* [Goal of the exercise]:
Repeat every row below word for word, with nothing changed.

Saved data entries:

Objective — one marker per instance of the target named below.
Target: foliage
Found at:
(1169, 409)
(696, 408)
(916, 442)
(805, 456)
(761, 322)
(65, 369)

* [Reply]:
Objective — one marker per instance of the target named below.
Target: foliage
Found at:
(1169, 409)
(696, 408)
(916, 442)
(805, 456)
(761, 322)
(65, 369)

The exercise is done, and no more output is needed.